- _Alıştırmanın amacı_
Aşağıdaki festival metnine göre filmler, insanların birbirleriyle etkileşim kurma hallerini hangi ortamların içinde inceliyor? Bu ortamların hepsini sırala.

- _Verilen metin_
-*-*-
36. İstanbul Film Festivali ‘İyi Bir Komşu’ Temalı 15. İstanbul Bienali’ne Yer Veriyor

36. İstanbul Film Festivali ‘İyi Bir Komşu’ Temalı 15. İstanbul Bienali’ne Yer Veriyor

Share Button
İstanbul Kültür Sanat Vakfı (İKSV) tarafından 5-15 Nisan tarihleri arasında gerçekleştirilecek 36. İstanbul Film Festivali’nde bu yıl 15. İstanbul Bienali’ne özel olarak yapılan bir seçki yer alıyor.

16 Eylül-12 Kasım tarihleri arasında gerçekleşecek 15. İstanbul Bienali’nin küratörleri Elmgreen & Dragset tarafından bir araya getirilen ve bölüme de adını veren “iyi bir komşu” temalı 10 uzun ve beş kısa metrajlı film, farklı kimliklerin hayatlarını çeşitli şekillerde sürdürmelerine ve değerlendirmelerine odaklanıyor. Ayrıca, insanların bir ev, küçük bir topluluk, bir mahalle veya bir köyün içinde birbirleriyle etkileşim kurma hallerini de inceliyor. “iyi bir komşu” bölümünde aynı zamanda “tavsiye edilen filmler” başlığıyla bir grup filmin isimlerine de yer verilecek. Filmlerin tümünde, ana karakterler ile onların evleri ve mahalleleri arasındaki türlü dinamikler sorgulanıyor.
-*-*-
- _Verilen satırlar_
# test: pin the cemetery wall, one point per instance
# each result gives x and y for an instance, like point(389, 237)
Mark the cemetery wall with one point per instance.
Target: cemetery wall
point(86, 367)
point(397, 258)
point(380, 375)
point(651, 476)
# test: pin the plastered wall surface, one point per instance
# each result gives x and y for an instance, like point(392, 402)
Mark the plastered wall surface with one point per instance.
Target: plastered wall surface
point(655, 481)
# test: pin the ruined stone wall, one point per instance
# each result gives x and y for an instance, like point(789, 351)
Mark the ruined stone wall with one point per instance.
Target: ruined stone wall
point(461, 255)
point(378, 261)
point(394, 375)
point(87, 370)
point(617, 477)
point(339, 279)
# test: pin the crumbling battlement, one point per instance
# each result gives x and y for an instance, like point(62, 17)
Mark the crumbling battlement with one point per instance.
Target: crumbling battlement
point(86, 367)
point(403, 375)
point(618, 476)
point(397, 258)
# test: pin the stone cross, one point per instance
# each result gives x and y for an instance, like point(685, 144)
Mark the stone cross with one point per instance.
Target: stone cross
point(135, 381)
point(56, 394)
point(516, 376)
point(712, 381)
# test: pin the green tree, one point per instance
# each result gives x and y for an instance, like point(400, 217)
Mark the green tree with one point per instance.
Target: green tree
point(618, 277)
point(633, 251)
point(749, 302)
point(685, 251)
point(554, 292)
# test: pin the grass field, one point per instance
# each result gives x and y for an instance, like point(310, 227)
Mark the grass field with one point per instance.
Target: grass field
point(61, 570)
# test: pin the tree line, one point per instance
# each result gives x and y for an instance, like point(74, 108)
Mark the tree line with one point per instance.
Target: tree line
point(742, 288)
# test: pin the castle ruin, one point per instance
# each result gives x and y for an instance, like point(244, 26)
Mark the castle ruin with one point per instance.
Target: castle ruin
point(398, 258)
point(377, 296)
-*-*-
- _Yanıt_
- bir ev
- küçük bir topluluk
- bir mahalle
- bir köy